- **Stated problem**
Reproduce the listing below word for word, keeping every line and character unchanged.

Region outline entries:
↓
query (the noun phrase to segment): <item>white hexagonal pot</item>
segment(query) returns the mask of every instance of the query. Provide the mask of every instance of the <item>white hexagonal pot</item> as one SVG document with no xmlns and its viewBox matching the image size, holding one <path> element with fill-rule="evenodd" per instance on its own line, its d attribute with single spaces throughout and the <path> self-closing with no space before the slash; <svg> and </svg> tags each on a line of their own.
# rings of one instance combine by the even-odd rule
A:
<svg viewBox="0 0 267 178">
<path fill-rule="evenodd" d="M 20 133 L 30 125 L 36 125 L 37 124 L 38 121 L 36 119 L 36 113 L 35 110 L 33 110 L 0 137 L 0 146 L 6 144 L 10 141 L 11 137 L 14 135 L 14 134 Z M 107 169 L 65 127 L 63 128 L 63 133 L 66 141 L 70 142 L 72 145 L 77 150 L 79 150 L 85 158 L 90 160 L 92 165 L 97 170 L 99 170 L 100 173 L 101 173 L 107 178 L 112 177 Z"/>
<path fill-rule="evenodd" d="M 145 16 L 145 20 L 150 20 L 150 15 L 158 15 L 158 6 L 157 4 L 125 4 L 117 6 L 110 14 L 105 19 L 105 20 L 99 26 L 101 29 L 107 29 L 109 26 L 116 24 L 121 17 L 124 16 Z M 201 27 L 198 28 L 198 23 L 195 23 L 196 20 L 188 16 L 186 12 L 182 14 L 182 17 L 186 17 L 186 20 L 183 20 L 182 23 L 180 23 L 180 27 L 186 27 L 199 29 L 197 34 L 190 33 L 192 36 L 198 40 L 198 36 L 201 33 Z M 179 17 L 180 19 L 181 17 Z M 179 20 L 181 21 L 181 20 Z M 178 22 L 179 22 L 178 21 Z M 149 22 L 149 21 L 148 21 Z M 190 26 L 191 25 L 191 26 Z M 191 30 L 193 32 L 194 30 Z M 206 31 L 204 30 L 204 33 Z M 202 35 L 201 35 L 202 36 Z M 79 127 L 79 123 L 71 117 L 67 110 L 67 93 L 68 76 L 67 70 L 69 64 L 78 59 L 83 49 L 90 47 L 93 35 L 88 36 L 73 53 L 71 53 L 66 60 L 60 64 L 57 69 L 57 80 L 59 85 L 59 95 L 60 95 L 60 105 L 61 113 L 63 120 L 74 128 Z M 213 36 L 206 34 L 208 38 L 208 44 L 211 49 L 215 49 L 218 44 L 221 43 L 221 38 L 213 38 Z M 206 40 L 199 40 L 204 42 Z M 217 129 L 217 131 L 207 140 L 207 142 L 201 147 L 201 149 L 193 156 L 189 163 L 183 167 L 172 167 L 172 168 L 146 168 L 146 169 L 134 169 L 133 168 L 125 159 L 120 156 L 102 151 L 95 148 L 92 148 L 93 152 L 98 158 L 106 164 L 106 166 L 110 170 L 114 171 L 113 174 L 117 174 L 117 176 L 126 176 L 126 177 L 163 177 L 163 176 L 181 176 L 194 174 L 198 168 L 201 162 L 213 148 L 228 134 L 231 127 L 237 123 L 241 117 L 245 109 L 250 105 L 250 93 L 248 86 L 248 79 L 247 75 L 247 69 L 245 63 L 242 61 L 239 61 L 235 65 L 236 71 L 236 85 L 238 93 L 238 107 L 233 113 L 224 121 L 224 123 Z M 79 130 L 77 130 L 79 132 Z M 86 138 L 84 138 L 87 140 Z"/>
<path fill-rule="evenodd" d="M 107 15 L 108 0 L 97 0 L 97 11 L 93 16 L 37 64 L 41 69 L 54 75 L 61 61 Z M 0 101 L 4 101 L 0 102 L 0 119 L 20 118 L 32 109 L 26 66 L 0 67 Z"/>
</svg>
↑
- **The response**
query (the noun phrase to segment): <item>white hexagonal pot</item>
segment(query) returns the mask of every instance of the query. Provide the mask of every instance of the <item>white hexagonal pot</item> as one SVG document with no xmlns and its viewBox matching the image size, holding one <path> element with fill-rule="evenodd" per instance on its own line, its d attribute with single spaces throughout and the <path> self-closing with no space before the slash; <svg> and </svg> tags each on a line of their own.
# rings of one instance combine by the even-odd rule
A:
<svg viewBox="0 0 267 178">
<path fill-rule="evenodd" d="M 20 133 L 30 125 L 36 125 L 37 124 L 38 121 L 36 119 L 36 113 L 35 110 L 33 110 L 0 137 L 0 146 L 6 144 L 10 141 L 11 137 L 14 135 L 14 134 Z M 107 169 L 65 127 L 63 128 L 63 133 L 66 141 L 70 142 L 72 145 L 77 150 L 79 150 L 85 158 L 90 160 L 92 165 L 97 170 L 99 170 L 100 173 L 101 173 L 107 178 L 112 177 Z"/>
<path fill-rule="evenodd" d="M 145 16 L 145 20 L 150 20 L 150 15 L 158 15 L 158 6 L 157 4 L 125 4 L 117 6 L 110 14 L 105 19 L 105 20 L 99 26 L 101 29 L 107 29 L 109 26 L 116 24 L 121 17 L 124 16 Z M 201 27 L 198 28 L 198 23 L 195 23 L 196 20 L 188 16 L 186 12 L 182 14 L 182 17 L 186 17 L 186 20 L 183 20 L 182 23 L 180 23 L 180 27 L 186 27 L 199 29 L 197 34 L 190 33 L 192 36 L 198 40 L 198 36 L 201 33 Z M 179 17 L 180 19 L 181 17 Z M 179 20 L 181 21 L 181 20 Z M 178 22 L 179 22 L 178 21 Z M 149 22 L 149 21 L 148 21 Z M 190 26 L 191 25 L 191 26 Z M 191 30 L 193 32 L 194 30 Z M 206 31 L 204 30 L 204 33 Z M 202 35 L 201 35 L 202 36 Z M 79 127 L 79 123 L 71 117 L 67 110 L 67 93 L 68 76 L 67 70 L 69 64 L 78 59 L 83 49 L 90 47 L 93 35 L 88 36 L 73 53 L 71 53 L 66 60 L 60 64 L 57 69 L 57 80 L 59 85 L 59 95 L 60 95 L 60 105 L 61 113 L 63 120 L 74 128 Z M 213 36 L 206 34 L 208 38 L 208 44 L 211 49 L 215 49 L 218 44 L 221 43 L 221 38 L 213 38 Z M 206 40 L 199 40 L 204 42 Z M 217 129 L 217 131 L 207 140 L 207 142 L 201 147 L 201 149 L 193 156 L 189 163 L 183 167 L 172 167 L 172 168 L 146 168 L 146 169 L 134 169 L 133 168 L 125 159 L 120 156 L 102 151 L 95 148 L 92 148 L 93 152 L 98 158 L 106 164 L 106 166 L 110 170 L 114 171 L 113 174 L 117 174 L 117 176 L 126 176 L 126 177 L 163 177 L 163 176 L 181 176 L 194 174 L 198 168 L 201 162 L 213 148 L 228 134 L 231 127 L 237 123 L 241 117 L 245 109 L 250 105 L 250 93 L 248 86 L 248 79 L 247 75 L 247 69 L 245 63 L 242 61 L 239 61 L 235 65 L 236 71 L 236 85 L 238 93 L 238 107 L 233 113 L 224 121 L 224 123 Z M 79 130 L 77 130 L 79 132 Z M 86 138 L 84 138 L 87 140 Z"/>
<path fill-rule="evenodd" d="M 107 15 L 108 0 L 97 0 L 97 11 L 93 16 L 37 64 L 41 69 L 54 75 L 61 61 Z M 0 101 L 4 101 L 0 102 L 0 119 L 20 118 L 32 109 L 26 66 L 0 67 Z"/>
</svg>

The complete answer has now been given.